# Start of TEXT TO READ
Skip to main content

Quickstart: Multi Nodes Deployment Guide

Environment Preparation

  1. Purchase multiple machines equipped with GPU and install GPU drivers simultaneously. One machine serves as the master node, and the others serve as worker nodes. (e.g., 2 machines with 2 GPUs each).
  2. Connect remotely to the GPU instance and access the machine terminal
  3. Install Docker environment and NVIDIA Container Toolkit on each machine
curl -fsSL https://github.com/alibaba/ROLL/blob/main/scripts/install_docker_nvidia_container_toolkit.sh  | sudo bash   

Environment Configuration

Choose your desired image from the image addresses. The following example will use torch2.6.0 + vLLM0.8.4.

# 1. Start a Docker container with GPU support, expose the port, and keep the container running.
sudo docker run -dit \
--gpus all \
-p 9001:22 \
--ipc=host \
--shm-size=10gb \
roll-registry.cn-hangzhou.cr.aliyuncs.com/roll/pytorch:nvcr-24.05-py3-torch260-vllm084 \
/bin/bash

# 2. Enter the Docker container
# You can find your running container's ID or name using `sudo docker ps`.
sudo docker exec -it <container_id> /bin/bash

# 3. Verify GPU visibility
nvidia-smi

# 4. Clone the project repo
git clone https://github.com/alibaba/ROLL.git

# 5. Install dependencies (select the requirements file corresponding to your chosen image)
cd ROLL
pip install -r requirements_torch260_vllm.txt -i https://mirrors.aliyun.com/pypi/simple/

pipeline运行

  1. Set environment variables on the master node:
export MASTER_ADDR="ip of master node"
export MASTER_PORT="port of master node" # Default: 6379
export WORLD_SIZE=2
export RANK=0
export NCCL_SOCKET_IFNAME=eth0
export GLOO_SOCKET_IFNAME=eth0

Notes:

  • MASTER_ADDR and MASTER_PORT define the communication endpoint for the distributed cluster.
  • WORLD_SIZE specifies the total number of nodes in the cluster (e.g., 2 nodes).
  • RANK identifies the node's role (0 for master, 1、2、3 etc. for worker nodes).
  • NCCL_SOCKET_IFNAME and GLOO_SOCKET_IFNAME specify the network interface for GPU/cluster communication (typically eth0).
  1. Run the pipeline on the master node:
bash examples/agentic_demo/run_agentic_pipeline_frozen_lake_multi_nodes_demo.sh

After the Ray cluster starts, you will see log examples like: log_ray_multi_nodes

  1. Set environment variables on the worker node:
export MASTER_ADDR="ip of master node"
# End of TEXT TO READ
# Start of SUPPLIED ENTRIES
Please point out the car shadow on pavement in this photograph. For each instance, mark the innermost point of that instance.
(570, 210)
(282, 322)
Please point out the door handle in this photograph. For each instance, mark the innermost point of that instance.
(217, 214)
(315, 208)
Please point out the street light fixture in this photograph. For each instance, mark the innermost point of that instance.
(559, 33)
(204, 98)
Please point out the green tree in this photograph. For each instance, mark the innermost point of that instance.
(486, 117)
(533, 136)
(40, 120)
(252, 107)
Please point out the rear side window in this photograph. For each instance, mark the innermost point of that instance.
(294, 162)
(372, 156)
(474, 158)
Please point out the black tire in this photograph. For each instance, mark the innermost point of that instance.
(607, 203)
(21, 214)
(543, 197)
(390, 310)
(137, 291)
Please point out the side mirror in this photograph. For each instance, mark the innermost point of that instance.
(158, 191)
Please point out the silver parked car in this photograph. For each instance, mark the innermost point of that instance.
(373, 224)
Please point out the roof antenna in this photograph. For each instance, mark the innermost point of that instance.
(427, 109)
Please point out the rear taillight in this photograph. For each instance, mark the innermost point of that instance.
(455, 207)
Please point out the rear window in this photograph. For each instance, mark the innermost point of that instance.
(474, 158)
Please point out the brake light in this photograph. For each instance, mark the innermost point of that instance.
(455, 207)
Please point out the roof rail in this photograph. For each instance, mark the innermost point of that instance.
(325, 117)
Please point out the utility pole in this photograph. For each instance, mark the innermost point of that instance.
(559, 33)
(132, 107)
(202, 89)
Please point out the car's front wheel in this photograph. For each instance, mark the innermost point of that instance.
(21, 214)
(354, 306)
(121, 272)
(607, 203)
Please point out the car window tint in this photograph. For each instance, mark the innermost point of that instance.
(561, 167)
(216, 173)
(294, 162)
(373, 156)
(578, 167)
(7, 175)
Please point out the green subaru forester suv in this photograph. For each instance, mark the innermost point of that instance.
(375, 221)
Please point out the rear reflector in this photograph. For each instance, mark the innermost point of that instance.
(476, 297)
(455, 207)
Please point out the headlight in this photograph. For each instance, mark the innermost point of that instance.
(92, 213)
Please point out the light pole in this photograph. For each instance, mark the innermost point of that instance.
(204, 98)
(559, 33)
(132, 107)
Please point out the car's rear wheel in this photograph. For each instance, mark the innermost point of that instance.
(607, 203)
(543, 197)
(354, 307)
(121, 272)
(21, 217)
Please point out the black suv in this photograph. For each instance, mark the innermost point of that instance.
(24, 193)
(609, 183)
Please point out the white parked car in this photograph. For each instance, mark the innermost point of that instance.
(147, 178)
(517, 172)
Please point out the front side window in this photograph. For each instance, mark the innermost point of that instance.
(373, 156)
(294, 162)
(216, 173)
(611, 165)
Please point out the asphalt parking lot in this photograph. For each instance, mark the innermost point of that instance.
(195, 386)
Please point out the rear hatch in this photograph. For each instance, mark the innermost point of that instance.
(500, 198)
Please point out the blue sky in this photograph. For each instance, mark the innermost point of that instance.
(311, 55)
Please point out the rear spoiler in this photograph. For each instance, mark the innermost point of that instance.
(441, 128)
# End of SUPPLIED ENTRIES
TASK SET
**A.** According to the multi-node deployment guide, what does WORLD_SIZE specify?
**B.** Transcribe the part of the multi-node deployment guide between "1. Set environment variables on the master" and "(e.g., 2 nodes).", inclusive.
**C.** Pick up the multi-node deployment guide where it stops and keep writing it.

THE RESULTS
**A.** The total number of nodes in the cluster.

**B.**
1. Set environment variables on the master node:
export MASTER_ADDR="ip of master node"
export MASTER_PORT="port of master node" # Default: 6379
export WORLD_SIZE=2
export RANK=0
export NCCL_SOCKET_IFNAME=eth0
export GLOO_SOCKET_IFNAME=eth0

Notes:

  • MASTER_ADDR and MASTER_PORT define the communication endpoint for the distributed cluster.
  • WORLD_SIZE specifies the total number of nodes in the cluster (e.g., 2 nodes).

**C.**
export MASTER_PORT="port of master node" # Default: 6379
export WORLD_SIZE=2
export RANK=1
export NCCL_SOCKET_IFNAME=eth0
export GLOO_SOCKET_IFNAME=eth0
  1. Connect the worker node to the Ray cluster on the master node:
ray start --address='ip of master node:port of master node' --num-gpus=2

Reference: V100 Multi-GPU Memory Configuration Optimization

# Reduce the system's expected number of GPUs from 8 to your actual 2 V100
num_gpus_per_node: 2
# Training processes are now mapped to GPU 0-3
actor_train.device_mapping: list(range(0,4))
# Inference processes are now mapped only to GPU 0-3
actor_infer.device_mapping: list(range(0,4))
# Reference model processes are now mapped to GPU 0-3
reference.device_mapping: list(range(0,4))

# Significantly reduce the batch sizes for Rollout and Validation stages to prevent out-of-memory errors on a single GPU
rollout_batch_size: 64
val_batch_size: 16

# V100 has better native support for FP16 than BF16 (unlike A100/H100). Switching to FP16 improves compatibility and stability, while also saving GPU memory.
actor_train.model_args.dtype: fp16
actor_infer.model_args.dtype: fp16
reference.model_args.dtype: fp16

# Switch the large model training framework from DeepSpeed to Megatron-LM. Parameters can be sent in batches, resulting in faster execution.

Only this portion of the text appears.